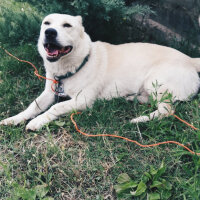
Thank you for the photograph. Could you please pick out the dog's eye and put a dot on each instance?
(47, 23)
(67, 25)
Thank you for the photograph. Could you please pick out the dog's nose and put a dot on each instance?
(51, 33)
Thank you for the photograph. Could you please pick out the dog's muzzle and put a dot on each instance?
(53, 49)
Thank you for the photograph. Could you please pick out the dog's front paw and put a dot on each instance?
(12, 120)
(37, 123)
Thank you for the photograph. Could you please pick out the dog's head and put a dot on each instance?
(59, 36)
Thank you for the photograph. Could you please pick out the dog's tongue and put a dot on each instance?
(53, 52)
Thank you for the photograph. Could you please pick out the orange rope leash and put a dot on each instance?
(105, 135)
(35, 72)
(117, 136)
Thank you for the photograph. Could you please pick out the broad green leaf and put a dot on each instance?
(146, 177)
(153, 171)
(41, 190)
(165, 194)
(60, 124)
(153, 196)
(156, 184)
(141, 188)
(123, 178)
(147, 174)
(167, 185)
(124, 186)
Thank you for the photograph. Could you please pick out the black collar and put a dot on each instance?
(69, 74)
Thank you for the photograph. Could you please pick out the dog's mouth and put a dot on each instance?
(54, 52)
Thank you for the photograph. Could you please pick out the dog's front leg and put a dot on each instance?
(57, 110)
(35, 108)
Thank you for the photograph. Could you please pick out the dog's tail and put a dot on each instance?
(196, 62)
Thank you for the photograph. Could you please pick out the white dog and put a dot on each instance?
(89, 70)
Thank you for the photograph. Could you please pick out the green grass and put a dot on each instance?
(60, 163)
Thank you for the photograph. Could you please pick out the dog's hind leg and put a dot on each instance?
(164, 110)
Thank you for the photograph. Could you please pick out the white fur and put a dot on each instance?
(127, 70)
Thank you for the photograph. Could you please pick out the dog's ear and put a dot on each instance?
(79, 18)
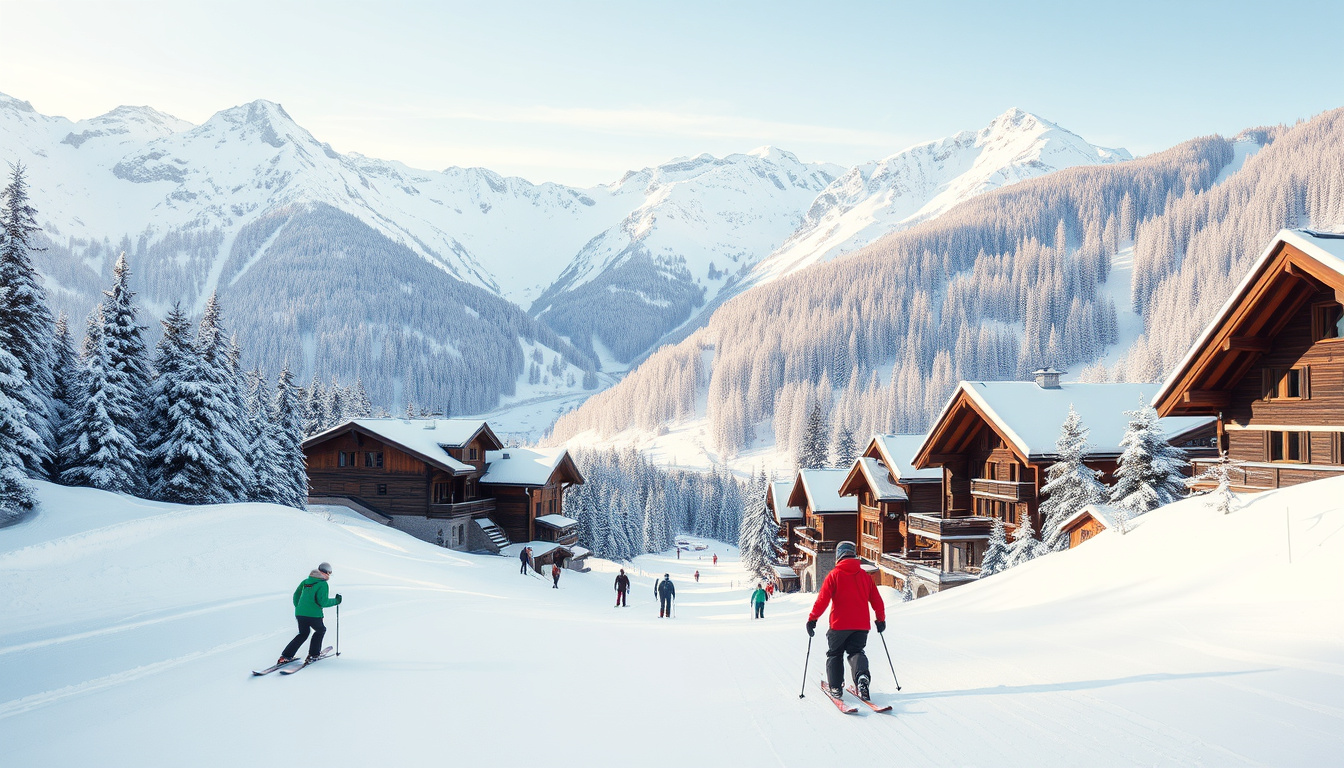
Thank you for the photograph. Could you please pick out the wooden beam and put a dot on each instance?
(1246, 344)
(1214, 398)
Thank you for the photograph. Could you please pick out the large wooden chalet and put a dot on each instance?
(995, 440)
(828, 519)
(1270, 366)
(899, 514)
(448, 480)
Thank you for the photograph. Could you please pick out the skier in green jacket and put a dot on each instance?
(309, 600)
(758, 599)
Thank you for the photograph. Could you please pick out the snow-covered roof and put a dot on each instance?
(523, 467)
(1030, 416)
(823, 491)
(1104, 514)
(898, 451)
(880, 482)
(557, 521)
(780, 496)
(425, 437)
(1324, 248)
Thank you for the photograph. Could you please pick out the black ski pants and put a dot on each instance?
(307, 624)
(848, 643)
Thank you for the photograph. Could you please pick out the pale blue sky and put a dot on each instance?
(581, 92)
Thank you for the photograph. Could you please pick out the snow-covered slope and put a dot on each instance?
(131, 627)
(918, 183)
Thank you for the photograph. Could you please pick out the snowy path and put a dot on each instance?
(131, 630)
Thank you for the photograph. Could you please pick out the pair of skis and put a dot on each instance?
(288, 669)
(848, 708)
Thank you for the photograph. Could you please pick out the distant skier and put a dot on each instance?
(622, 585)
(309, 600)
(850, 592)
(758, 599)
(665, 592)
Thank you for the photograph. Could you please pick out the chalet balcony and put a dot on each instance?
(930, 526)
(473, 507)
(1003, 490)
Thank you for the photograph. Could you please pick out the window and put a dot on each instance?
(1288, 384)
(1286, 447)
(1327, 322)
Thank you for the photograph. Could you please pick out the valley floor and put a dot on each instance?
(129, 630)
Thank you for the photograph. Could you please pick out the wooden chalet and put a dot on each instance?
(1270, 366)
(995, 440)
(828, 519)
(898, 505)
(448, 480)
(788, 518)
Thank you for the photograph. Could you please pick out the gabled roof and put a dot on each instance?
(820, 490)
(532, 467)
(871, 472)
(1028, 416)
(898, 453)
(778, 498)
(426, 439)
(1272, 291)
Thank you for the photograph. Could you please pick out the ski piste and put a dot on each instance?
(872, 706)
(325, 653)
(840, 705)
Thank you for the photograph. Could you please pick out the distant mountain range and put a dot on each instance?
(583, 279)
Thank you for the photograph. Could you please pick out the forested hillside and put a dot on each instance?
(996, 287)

□ □ □ □ □

Task:
Print every line of the material above exactly as it reads, skipping the pictures.

Your response:
Thank you for the photograph. Could you please pick out the dog's eye and put a dot on each instance?
(47, 23)
(67, 25)
Thank you for the photograph. Could you please pick out the dog's nose and put a dot on each instance?
(51, 33)
Thank you for the photograph. Could you please pick out the dog's muzzle and put a dot on each instance?
(53, 49)
Thank you for the photograph. Could you please pick out the dog's front paw and put a dot on each instance?
(12, 120)
(37, 123)
Thank you for the photograph. Could you please pick out the dog's head and put a dot on each instance?
(59, 36)
Thank you for the photograph. Could you please pick out the dog's tongue and put a dot on each instance?
(53, 52)
Thank you for the photograph. Could you please pick out the orange rope leash and put a dot on each instance?
(105, 135)
(35, 72)
(117, 136)
Thank you for the photograph. Could you please pick out the broad green leaf and put a dot on each instance?
(146, 177)
(153, 171)
(41, 190)
(165, 194)
(60, 124)
(153, 196)
(156, 184)
(141, 188)
(123, 178)
(147, 174)
(167, 185)
(124, 186)
Thank you for the photograph. Could you please pick out the black collar and put a dot on each instance?
(69, 74)
Thank you for the photograph. Could you please pick out the dog's mouth and put a dot on each instance?
(54, 52)
Thank you for the photograph. Could you please pick out the dog's front leg and put a dot on each instance?
(57, 110)
(35, 108)
Thank you for the photograph. Could you please pick out the dog's tail and put a dot on each instance?
(196, 62)
Thank you for the photograph. Could you please pick out the white dog and put a dot on each instance?
(89, 70)
Thank you for the photograph. Could you please pick out the green grass and put a dot on each instance?
(60, 163)
Thank you for the photograph. Could you please pick out the dog's hind leg and put a dot on each instance?
(164, 110)
Thank you for the photograph. Could you please pick out the white fur and put a dot on each instance?
(127, 70)
Thank you for the photograph. Could you please pick out the dog's ear and put a dot on each instance?
(79, 18)
Thank you for the photograph. Could you please pick out the wooden beam and put a dot on each instance?
(1246, 344)
(1214, 398)
Thank you for the photograph. Could you please pick out the large wooden chalet and put a dot on each instance?
(995, 440)
(828, 519)
(1270, 366)
(899, 514)
(448, 480)
Thank you for the photograph. Could you please pick out the skier in green jacket and put a dot on each instance?
(309, 600)
(758, 599)
Thank you for the photograph. Could you please pick out the snow-covered roof and put a dot on each instance?
(523, 467)
(1030, 416)
(823, 491)
(1104, 514)
(898, 451)
(880, 482)
(557, 521)
(780, 496)
(425, 437)
(1324, 248)
Thank you for the photograph. Could you please pick out the black ski pants and put a dot on each instance?
(307, 624)
(848, 643)
Thank you for the photograph. Could you please pick out the pale blue sky and put a dot on each instance?
(581, 92)
Thank you for the photograph. Could you please pick out the snow-covered slope and put a dot on each instance?
(131, 627)
(918, 183)
Thank you for the photograph. Could you please pick out the snowy path and put a dot on each instance?
(131, 630)
Thank you for the photograph. Could you please pick out the pair of skis and put a dot on each instance?
(288, 669)
(848, 708)
Thank you for the photograph. Could you please pick out the distant skier and put a dot on each instance?
(622, 585)
(309, 600)
(850, 592)
(758, 599)
(665, 592)
Thank you for the photograph. Could you please pick out the chalet balcony and put a dot on each instance?
(930, 526)
(473, 507)
(1003, 490)
Thank you for the photograph. Could you please pick out the window and put a dot on each instance?
(1288, 384)
(1286, 447)
(1327, 322)
Thank you for the photograph. Could you please pick out the valley floor and put a dot on each instance?
(129, 630)
Thank you for the photograph. Could you please pick out the wooden chalet and put a dot on each instance?
(1270, 366)
(995, 440)
(828, 519)
(898, 505)
(448, 480)
(788, 518)
Thank you for the photograph. Could you please pick out the gabled roof and put a dot on each instance?
(820, 490)
(532, 467)
(871, 472)
(1028, 416)
(898, 453)
(778, 498)
(426, 439)
(1272, 291)
Thank you for the photograph. Could you please pick out the ski piste and put a dot on each instance?
(872, 706)
(325, 653)
(840, 705)
Thank you for the photograph. Could you please pick out the distant mountain range and put a dot on each instance?
(583, 279)
Thank you for the photograph. Could you please pick out the forested hillside and put a dot on each instance?
(996, 287)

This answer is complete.